ACTIVITY> Once you have read the records below, write them all out exactly as given.

MATERIAL TO PROCESS>
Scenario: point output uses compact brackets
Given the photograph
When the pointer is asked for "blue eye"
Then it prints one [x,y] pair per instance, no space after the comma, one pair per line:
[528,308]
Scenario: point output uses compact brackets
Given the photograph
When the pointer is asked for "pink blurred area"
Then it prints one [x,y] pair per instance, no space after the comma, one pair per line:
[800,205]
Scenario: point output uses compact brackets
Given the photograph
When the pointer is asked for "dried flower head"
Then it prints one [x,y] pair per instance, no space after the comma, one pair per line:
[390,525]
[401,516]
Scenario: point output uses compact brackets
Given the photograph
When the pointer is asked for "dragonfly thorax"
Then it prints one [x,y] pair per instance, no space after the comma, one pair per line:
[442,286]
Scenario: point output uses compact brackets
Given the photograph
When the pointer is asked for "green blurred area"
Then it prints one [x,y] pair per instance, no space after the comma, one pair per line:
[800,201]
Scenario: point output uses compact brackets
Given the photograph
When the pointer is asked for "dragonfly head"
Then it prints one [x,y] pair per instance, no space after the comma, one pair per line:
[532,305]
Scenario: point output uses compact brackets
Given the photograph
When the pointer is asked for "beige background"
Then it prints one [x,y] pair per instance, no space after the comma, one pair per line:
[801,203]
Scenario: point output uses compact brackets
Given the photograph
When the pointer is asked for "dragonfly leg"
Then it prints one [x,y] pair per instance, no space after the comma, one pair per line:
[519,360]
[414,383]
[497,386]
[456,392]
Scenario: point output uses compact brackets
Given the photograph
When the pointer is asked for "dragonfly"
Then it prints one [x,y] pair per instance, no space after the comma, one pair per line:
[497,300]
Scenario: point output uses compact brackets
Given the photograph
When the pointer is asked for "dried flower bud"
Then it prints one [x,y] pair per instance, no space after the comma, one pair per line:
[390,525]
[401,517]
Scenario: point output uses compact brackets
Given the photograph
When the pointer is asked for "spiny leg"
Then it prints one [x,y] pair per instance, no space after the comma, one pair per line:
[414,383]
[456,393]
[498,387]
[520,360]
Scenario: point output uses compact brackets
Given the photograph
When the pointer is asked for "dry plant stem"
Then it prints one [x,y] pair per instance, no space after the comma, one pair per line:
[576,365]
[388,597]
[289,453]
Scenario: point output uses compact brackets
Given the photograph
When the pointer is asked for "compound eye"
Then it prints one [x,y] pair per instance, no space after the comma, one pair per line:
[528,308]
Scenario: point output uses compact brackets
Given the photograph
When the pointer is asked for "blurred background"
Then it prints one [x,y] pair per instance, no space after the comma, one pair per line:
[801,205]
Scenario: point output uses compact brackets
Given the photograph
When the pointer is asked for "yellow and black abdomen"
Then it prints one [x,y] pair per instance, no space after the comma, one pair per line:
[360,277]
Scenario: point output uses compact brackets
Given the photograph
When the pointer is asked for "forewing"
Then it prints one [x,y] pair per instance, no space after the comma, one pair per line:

WRITTEN SOLUTION>
Scenario: point output uses compact brackets
Given the photograph
When the pointer is asked for "blue eye"
Then it prints one [x,y] pair per instance, no space after the comma, one pair per line:
[528,308]
Scenario: point output uses compact brackets
Given the photograph
When the pointer is asked for "pink blurred area"
Then it prints one [x,y] pair per instance, no space after the comma, one pair per line:
[800,205]
Scenario: point output uses compact brackets
Given the photograph
When the pointer is asked for "dried flower head"
Then it prints one [x,y] pair per instance, no space after the comma, one pair per line:
[390,525]
[401,516]
Scenario: point output uses compact brackets
Given the photograph
When the pointer is asked for "dragonfly thorax"
Then it prints one [x,y] pair per instance, no space after the comma, one pair per line:
[442,286]
Scenario: point output uses compact brackets
Given the photograph
When the pointer is asked for "green blurred area"
Then it prints one [x,y] pair per instance, no space after the comma, one pair per line:
[800,201]
Scenario: point output uses compact brackets
Given the photograph
When the pointer is asked for "dragonfly head"
Then it prints one [x,y] pair per instance, no space after the comma, one pair per line:
[532,305]
Scenario: point output uses compact brackets
Given the photograph
When the pointer is asked for "beige background"
Then it prints one [x,y] pair per instance, no space after the comma, one pair per line:
[801,203]
Scenario: point output uses compact brackets
Given the photograph
When the pointer is asked for "dragonfly leg"
Then it prints one [x,y] pair per instance, no space after the comma, one pair per line:
[519,360]
[414,383]
[497,386]
[456,392]
Scenario: point output uses compact brackets
Given the photograph
When the pointer is asked for "dragonfly"
Then it prints one [x,y] pair per instance, no space after the comma, one pair per line:
[497,300]
Scenario: point output uses compact brackets
Given the photograph
When the pointer is asked for "dried flower bud"
Then it prints one [x,y] pair per instance, no space after the comma, one pair per line:
[390,525]
[401,517]
Scenario: point output uses compact brackets
Given the photograph
When the pointer is asked for "spiny leg"
Then it prints one [x,y] pair per instance, no space after the comma, one pair per line:
[414,383]
[456,393]
[498,387]
[520,360]
Scenario: point output uses compact brackets
Given the photograph
When the pointer is asked for "dry plant stem"
Then it prints one [x,y] pair per instance, no space after the comma, one pair per line:
[576,365]
[388,597]
[289,453]
Scenario: point output uses compact brackets
Given the photograph
When the pointer is asked for "compound eye"
Then it prints one [x,y] pair per instance, no space after the comma, one pair per line:
[528,308]
Scenario: point output uses compact brackets
Given the photograph
When the pointer is asked for "blurred background"
Then it prints one [x,y] pair per instance, no space after the comma, one pair per line:
[801,205]
Scenario: point output uses compact brackets
Given the photograph
When the pointer is asked for "yellow and black abdomen"
Then it prints one [x,y] pair per instance, no space after the comma, one pair per line:
[360,277]
Scenario: point output uses compact brackets
Given the photograph
When the pointer is asked for "forewing"
Then it prints one [x,y] pair per instance, no space after the comma, one pair per line:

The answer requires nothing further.